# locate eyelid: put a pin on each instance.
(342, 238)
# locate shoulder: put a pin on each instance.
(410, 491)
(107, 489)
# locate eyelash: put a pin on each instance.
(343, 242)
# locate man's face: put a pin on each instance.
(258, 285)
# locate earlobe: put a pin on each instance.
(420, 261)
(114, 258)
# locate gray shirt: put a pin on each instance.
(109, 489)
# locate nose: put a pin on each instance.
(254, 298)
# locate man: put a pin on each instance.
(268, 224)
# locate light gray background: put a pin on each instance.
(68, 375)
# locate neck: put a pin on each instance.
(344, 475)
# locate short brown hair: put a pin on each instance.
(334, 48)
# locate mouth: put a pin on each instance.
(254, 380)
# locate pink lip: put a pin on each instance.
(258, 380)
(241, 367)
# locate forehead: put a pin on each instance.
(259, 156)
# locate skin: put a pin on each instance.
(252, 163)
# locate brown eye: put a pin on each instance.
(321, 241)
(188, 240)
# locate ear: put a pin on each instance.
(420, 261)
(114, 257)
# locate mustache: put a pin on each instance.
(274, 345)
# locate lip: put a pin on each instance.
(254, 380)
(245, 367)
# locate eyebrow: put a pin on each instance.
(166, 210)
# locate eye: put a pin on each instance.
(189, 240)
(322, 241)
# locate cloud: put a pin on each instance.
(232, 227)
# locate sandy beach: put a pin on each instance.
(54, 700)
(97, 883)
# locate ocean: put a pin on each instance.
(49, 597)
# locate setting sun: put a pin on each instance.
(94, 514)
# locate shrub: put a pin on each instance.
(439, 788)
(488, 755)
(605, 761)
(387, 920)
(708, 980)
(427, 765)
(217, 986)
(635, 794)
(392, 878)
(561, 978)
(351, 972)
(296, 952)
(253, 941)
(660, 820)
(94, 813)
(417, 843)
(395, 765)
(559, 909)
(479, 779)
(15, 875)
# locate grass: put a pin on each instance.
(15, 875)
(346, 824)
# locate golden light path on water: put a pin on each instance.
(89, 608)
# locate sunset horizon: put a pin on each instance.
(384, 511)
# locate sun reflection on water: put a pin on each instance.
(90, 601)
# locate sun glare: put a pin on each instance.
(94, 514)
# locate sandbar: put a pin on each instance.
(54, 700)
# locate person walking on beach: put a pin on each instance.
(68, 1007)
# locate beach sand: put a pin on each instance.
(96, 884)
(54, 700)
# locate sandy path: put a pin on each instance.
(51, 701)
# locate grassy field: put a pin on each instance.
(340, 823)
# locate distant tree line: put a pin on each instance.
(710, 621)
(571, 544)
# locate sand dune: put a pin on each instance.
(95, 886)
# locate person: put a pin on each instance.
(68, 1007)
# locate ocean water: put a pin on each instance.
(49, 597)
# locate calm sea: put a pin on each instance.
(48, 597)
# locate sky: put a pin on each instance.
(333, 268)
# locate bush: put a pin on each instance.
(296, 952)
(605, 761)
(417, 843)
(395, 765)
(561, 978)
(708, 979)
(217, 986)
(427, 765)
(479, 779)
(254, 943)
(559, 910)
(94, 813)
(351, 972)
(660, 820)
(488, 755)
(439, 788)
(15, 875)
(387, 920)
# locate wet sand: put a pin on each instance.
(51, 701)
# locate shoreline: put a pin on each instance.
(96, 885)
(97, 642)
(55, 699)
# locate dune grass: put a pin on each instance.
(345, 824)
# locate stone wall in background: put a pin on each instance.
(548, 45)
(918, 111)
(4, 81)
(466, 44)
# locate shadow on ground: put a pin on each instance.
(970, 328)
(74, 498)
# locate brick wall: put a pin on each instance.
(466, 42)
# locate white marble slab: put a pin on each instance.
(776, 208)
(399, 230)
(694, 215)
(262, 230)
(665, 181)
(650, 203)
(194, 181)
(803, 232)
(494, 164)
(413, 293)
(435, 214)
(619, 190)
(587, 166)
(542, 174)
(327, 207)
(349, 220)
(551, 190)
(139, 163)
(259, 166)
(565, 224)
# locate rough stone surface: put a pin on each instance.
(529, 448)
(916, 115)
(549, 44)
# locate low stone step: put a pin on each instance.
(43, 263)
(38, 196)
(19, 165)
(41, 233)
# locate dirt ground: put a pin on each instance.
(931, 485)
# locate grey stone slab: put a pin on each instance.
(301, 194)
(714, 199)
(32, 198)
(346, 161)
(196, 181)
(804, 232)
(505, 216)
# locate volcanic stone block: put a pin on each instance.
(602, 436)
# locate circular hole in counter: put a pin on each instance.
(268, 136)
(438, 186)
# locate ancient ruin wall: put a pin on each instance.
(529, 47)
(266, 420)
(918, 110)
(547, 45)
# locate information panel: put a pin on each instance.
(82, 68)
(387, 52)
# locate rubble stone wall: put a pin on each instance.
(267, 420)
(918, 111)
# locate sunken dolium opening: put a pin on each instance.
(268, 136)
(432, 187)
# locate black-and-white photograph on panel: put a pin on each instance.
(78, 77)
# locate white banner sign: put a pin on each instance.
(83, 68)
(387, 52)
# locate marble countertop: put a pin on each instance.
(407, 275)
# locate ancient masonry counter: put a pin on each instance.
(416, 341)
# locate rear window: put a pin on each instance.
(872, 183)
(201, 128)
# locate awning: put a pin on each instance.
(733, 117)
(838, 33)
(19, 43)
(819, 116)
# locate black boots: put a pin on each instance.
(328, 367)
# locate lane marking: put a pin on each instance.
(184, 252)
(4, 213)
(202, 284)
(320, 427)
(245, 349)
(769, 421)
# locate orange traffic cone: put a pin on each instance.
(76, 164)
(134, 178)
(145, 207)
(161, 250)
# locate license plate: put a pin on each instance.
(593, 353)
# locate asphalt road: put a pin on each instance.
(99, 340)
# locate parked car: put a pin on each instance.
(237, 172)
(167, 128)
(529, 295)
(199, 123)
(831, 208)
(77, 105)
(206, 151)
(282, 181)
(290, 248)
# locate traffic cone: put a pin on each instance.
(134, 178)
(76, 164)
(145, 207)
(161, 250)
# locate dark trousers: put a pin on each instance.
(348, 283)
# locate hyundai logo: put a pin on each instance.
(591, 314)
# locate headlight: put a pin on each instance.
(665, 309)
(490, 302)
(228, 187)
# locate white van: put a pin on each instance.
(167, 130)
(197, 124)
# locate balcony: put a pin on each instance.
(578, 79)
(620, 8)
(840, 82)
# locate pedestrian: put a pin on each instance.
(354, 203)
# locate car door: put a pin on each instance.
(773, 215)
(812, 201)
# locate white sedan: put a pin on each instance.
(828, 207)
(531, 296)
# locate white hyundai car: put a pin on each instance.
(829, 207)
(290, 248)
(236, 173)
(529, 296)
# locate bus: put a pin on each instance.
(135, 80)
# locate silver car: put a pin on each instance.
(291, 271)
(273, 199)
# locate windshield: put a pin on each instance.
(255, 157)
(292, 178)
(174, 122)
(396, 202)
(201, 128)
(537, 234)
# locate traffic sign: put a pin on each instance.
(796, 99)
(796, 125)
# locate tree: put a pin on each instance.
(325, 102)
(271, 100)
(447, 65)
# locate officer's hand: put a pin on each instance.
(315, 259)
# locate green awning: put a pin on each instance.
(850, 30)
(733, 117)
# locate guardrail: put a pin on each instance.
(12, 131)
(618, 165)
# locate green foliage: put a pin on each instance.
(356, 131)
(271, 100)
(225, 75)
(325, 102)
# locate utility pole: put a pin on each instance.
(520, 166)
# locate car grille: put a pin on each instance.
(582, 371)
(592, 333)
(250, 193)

....

* WORK TO BE COMPLETED: From the data above, extract every line in its exact form.

* WRITTEN RESPONSE:
# locate eyelid: put a pin on each instance.
(342, 238)
# locate shoulder: put a pin on each instance.
(410, 491)
(107, 489)
# locate eyelash: put a pin on each instance.
(343, 242)
# locate man's face: put a pin on each instance.
(258, 285)
# locate earlobe: put a pin on each instance.
(420, 261)
(114, 258)
# locate gray shirt: put a pin on each instance.
(109, 489)
# locate nose: put a pin on each instance.
(254, 298)
# locate man: put a pin on each instance.
(268, 224)
# locate light gray background: put a pin on each instance.
(68, 375)
# locate neck: put a pin on each instance.
(344, 475)
# locate short brown hair: put a pin on each instance.
(334, 48)
# locate mouth: put a pin on each instance.
(254, 380)
# locate pink lip: put a pin on each instance.
(258, 380)
(241, 367)
# locate forehead: put a pin on each instance.
(259, 156)
# locate skin: put a pin on each instance.
(252, 163)
# locate brown eye: put a pin on each instance.
(321, 241)
(188, 240)
# locate ear: put a pin on each instance.
(420, 261)
(114, 257)
# locate mustache: put a pin on each instance.
(274, 345)
# locate lip: put a pin on each instance.
(254, 380)
(245, 367)
# locate eyebrow: put a pin on each instance.
(166, 210)
# locate eye: put a pin on each instance.
(189, 240)
(322, 241)
# locate cloud: put a pin on each instance.
(232, 227)
# locate sandy beach: put a pin on each instance.
(54, 700)
(97, 883)
# locate ocean: put a pin on each instance.
(49, 597)
# locate setting sun: put a pin on each instance.
(94, 514)
# locate shrub: put a pin on each instance.
(439, 788)
(488, 755)
(605, 761)
(387, 920)
(708, 980)
(427, 765)
(217, 986)
(635, 794)
(392, 878)
(561, 978)
(351, 972)
(296, 952)
(253, 941)
(660, 820)
(94, 813)
(417, 843)
(395, 765)
(559, 909)
(479, 779)
(15, 875)
# locate grass: put a pin on each instance.
(15, 875)
(346, 824)
# locate golden light path on water: put a pin on each instance.
(89, 608)
# locate sunset horizon: put a pin on each instance.
(384, 511)
# locate sun reflection on water: put a pin on each instance.
(90, 601)
# locate sun glare: put a pin on each instance.
(94, 514)
# locate sandbar: put a pin on each instance.
(54, 700)
# locate person walking on beach: put a pin on each instance.
(68, 1007)
# locate beach sand: put a pin on each instance.
(96, 884)
(54, 700)
# locate sandy path: put a pin on each instance.
(51, 701)
# locate grassy field: put a pin on each instance.
(340, 823)
# locate distant tree line: put a pin on each instance.
(710, 621)
(571, 544)
# locate sand dune: put a pin on each instance.
(95, 886)
# locate person: put a pin on each instance.
(68, 1007)
# locate ocean water: put a pin on each instance.
(49, 597)
# locate calm sea: put a pin on each instance.
(48, 597)
# locate sky: put a pin on each instance.
(333, 268)
# locate bush: put a pin on each instance.
(296, 952)
(605, 761)
(417, 843)
(395, 765)
(561, 978)
(708, 979)
(217, 986)
(427, 765)
(479, 779)
(254, 943)
(559, 910)
(94, 813)
(351, 972)
(660, 820)
(488, 755)
(439, 788)
(15, 875)
(387, 920)
# locate wet sand: put a pin on each instance.
(51, 701)
# locate shoreline: put a pin on each instance.
(96, 885)
(97, 642)
(55, 699)
# locate dune grass: put a pin on each instance.
(345, 824)
# locate stone wall in background: put a pin on each instance.
(548, 45)
(918, 111)
(4, 81)
(466, 44)
# locate shadow on ground: put a pin on each instance.
(970, 328)
(74, 498)
# locate brick wall: put a pin on each instance.
(466, 42)
# locate white marble slab: put a pin on each instance.
(776, 208)
(399, 230)
(694, 215)
(262, 230)
(665, 181)
(650, 203)
(194, 181)
(803, 232)
(494, 164)
(413, 293)
(435, 214)
(619, 190)
(587, 166)
(542, 174)
(327, 207)
(349, 220)
(551, 190)
(139, 163)
(259, 166)
(565, 224)
# locate rough stone surface: put a pin on each instance.
(529, 448)
(916, 115)
(549, 44)
# locate low stone step: put a pin on each instance.
(43, 263)
(38, 196)
(19, 165)
(41, 233)
# locate dirt ground: put a pin on each instance.
(931, 485)
# locate grey stone slab: put a pin on each instance.
(301, 194)
(714, 199)
(32, 198)
(346, 161)
(196, 181)
(804, 232)
(505, 216)
# locate volcanic stone block: put a pin on each instance.
(602, 436)
# locate circular hole in counter: put a pin on each instance.
(268, 136)
(438, 186)
# locate ancient ruin wall: put a pin on each instance.
(529, 47)
(266, 420)
(918, 110)
(547, 45)
# locate information panel: put a pin on each instance.
(82, 68)
(387, 52)
# locate rubble stone wall: put a pin on each instance.
(267, 420)
(918, 111)
# locate sunken dolium opening: put a pin on each instance.
(268, 136)
(432, 187)
# locate black-and-white photograph on panel: put a pin on each instance.
(78, 77)
# locate white banner sign: put a pin on each instance.
(83, 68)
(387, 52)
# locate marble countertop: put a pin on each instance.
(407, 275)
# locate ancient masonry counter: put a pin on each instance.
(416, 341)
# locate rear window: put a pin on each instance.
(872, 183)
(201, 128)
# locate awning: put a pin on each instance.
(733, 117)
(838, 33)
(19, 43)
(819, 116)
# locate black boots: put a pin on each instance.
(328, 367)
# locate lane marking: put a pin on each instance.
(184, 252)
(4, 213)
(202, 284)
(320, 427)
(245, 349)
(769, 421)
# locate orange traffic cone: put a pin on each instance.
(76, 164)
(134, 178)
(145, 207)
(161, 250)
# locate license plate: put a pin on each instance.
(593, 353)
# locate asphalt road: put a pin on each instance.
(99, 340)
# locate parked car: put a pin on each instance.
(237, 172)
(167, 128)
(529, 295)
(199, 123)
(831, 208)
(77, 105)
(206, 151)
(282, 181)
(290, 248)
# locate traffic cone: put a pin on each instance.
(134, 178)
(76, 164)
(145, 207)
(161, 250)
# locate dark trousers: put a pin on each instance.
(348, 283)
# locate hyundai logo: put a pin on each instance.
(591, 314)
# locate headlight: put a pin on each instance.
(665, 309)
(490, 302)
(228, 187)
# locate white van: put a pin on each instance.
(167, 130)
(197, 124)
# locate balcony: put a pin on each instance.
(578, 79)
(620, 8)
(840, 82)
# locate pedestrian: put a pin on each instance.
(354, 203)
# locate car door: put a pin on each instance.
(773, 215)
(812, 201)
# locate white sedan: put a pin on each instance.
(828, 207)
(531, 296)
# locate white hyundai car: put a pin on each instance.
(829, 207)
(290, 248)
(236, 173)
(529, 296)
# locate bus: put a pin on each instance.
(135, 80)
# locate silver car: put a pin on each instance.
(291, 271)
(273, 199)
# locate windshield: put a pin on each instance.
(255, 157)
(292, 178)
(174, 122)
(396, 202)
(201, 128)
(537, 234)
# locate traffic sign: put a pin on each instance.
(796, 99)
(796, 125)
# locate tree: put a pin on each instance.
(325, 102)
(271, 100)
(447, 65)
# locate officer's hand: put a pin on each instance.
(315, 259)
# locate green awning: put a pin on each instance.
(850, 30)
(733, 117)
# locate guardrail: put a pin on each instance.
(12, 131)
(618, 165)
# locate green foliage: put a pin on each instance.
(356, 131)
(271, 100)
(225, 75)
(325, 102)
# locate utility pole: put a pin on each instance.
(520, 166)
# locate car grille: put a pin on each instance.
(582, 371)
(592, 333)
(250, 193)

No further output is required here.